__Texte à lire__
▬▬▬
Saynète n° 109.2

 


Vous me demandez ce que je prépare. Voici, j’ai six volumes sous presses, qui paraîtront à la rentrée aux Éditions de la Sirène : 1° Le Film de la Fin du Monde avec des compositions de Léger ; 2° L’Anthologie Nègre, un volume de 600 pages. Aux Éditions de la Nouvelle Revue Française : 3° Du monde entier, poème ; 4° L’Eubage (aux Antipodes de l’Unité), une synthèse critique de l’Univers. Aux Éditions du Sans Pareil : 5° Les Poèmes Élastiques, une plaquette ; 6° Une traduction des Master of Balantras de Stevenson.

D’autre part, je mets la dernière main à un roman intitulé : Moravagine, idiot. Voici quelques mots à son sujet qui répondent à votre deuxième question et vous jugerez par vous-mêmes si les conditions de la guerre m’ont permis de travailler.
▬▬▬
__Extraits du matériel__
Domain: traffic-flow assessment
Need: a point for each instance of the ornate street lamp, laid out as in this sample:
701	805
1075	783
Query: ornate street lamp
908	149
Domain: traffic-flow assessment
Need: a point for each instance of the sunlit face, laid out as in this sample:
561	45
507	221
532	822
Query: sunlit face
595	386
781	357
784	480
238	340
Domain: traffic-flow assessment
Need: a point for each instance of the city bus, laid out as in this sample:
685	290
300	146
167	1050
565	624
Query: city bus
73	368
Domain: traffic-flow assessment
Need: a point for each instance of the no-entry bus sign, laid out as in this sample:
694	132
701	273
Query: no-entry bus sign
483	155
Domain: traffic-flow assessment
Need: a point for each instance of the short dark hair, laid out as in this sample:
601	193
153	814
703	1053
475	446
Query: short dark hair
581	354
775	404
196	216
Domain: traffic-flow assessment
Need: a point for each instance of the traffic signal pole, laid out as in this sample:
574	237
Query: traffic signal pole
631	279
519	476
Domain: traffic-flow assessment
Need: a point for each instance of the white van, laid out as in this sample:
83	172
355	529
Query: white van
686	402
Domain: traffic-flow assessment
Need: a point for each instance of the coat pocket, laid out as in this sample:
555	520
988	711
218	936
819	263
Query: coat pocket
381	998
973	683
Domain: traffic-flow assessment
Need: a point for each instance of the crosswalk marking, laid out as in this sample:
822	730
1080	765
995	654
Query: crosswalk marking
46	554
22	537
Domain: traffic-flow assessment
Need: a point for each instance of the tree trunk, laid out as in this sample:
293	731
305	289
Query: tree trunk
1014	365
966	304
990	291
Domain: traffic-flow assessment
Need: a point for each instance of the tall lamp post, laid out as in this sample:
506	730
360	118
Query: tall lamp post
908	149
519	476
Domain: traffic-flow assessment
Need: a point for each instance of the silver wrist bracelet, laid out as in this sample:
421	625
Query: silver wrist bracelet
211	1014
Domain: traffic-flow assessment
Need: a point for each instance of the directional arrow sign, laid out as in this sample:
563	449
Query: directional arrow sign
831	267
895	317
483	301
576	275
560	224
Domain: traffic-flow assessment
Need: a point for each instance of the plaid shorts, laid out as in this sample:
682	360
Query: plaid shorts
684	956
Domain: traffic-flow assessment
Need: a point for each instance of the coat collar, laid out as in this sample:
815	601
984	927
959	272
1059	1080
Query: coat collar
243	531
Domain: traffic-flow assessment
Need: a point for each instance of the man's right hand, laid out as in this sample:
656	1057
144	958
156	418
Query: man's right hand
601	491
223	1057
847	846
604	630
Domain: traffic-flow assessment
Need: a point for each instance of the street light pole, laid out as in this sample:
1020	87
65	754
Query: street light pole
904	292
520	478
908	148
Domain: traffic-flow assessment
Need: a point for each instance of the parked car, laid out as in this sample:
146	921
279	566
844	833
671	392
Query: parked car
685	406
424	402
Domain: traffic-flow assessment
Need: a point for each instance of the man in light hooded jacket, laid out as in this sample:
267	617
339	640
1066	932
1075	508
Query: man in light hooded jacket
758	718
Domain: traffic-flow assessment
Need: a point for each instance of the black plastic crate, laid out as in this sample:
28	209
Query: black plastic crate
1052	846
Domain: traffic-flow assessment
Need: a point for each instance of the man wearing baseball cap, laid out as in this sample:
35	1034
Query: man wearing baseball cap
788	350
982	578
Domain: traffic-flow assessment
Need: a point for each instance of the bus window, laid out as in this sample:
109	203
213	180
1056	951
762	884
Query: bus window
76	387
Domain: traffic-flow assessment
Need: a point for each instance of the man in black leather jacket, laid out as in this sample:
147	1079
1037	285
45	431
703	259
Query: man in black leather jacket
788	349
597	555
▬▬▬
__Travail demandé__
a - Dites si chacune de ces affirmations concorde avec le texte à lire, par oui ou non, en citant à l'identique les mots du texte qui tranchent : (i) six volumes sont sous presse ; (ii) Les Poèmes Élastiques sont présentés comme un roman ; (iii) Le Film de la Fin du Monde comporte des compositions de Léger.
b - D'après le texte à lire, quel titre porte le roman en cours d'achèvement ?
c - Poursuivez le texte sur les livres en préparation à partir de sa dernière phrase.
Le matériel ne joue aucun rôle dans ce travail.

__Réponses__
a -
(i) Oui : « j’ai six volumes sous presses ».
(ii) Non : « 5° Les Poèmes Élastiques, une plaquette ».
(iii) Oui : « Le Film de la Fin du Monde avec des compositions de Léger ».

b - Il s'intitule Moravagine, idiot.

c -
Durant deux ans de présence sous les drapeaux je n’ai pas écrit une ligne. Une flamme créatrice me dévorait. Dans la vie obscure des tranchées je ne pensais qu’à une chose, qu’à Moravagine. Jamais Moravagine ne m’a quitté, ni de jour, ni de nuit. Il m’accompagnait en patrouille, m’inspirait des trucs de bandit pour tendre une embuscade, un piège. Dans les marais de la Somme c’est lui qui me réconfortait en me parlant de sa vie d’aventurier alors qu’il connaît les pampas détrempées par le terrible hiver de la Patagonie. Sa présence illuminait ma cagna et mes camarades ne s’en sont jamais doutés. À l’arrière, j’encaissais tout, brimades, corvées, servitudes, vivant de sa vie de prison. Il était à côté de moi à l’attaque et c’est peut-être lui qui m’a donné la volonté et l’énergie de me relever seul sur le champ de bataille de Champagne. Je le retrouvai dans mon lit d’hôpital, après l’amputation. À ce moment, il avait encore grandi. Sa jeunesse, son passé m’étaient connus. Il ne me manquait rien. Le type était là, devant moi, entier, complet. Rien de si facile que d’écrire maintenant son histoire. J’aurais pu le faire en une page ou en cent volumes, tant je possédais mon sujet.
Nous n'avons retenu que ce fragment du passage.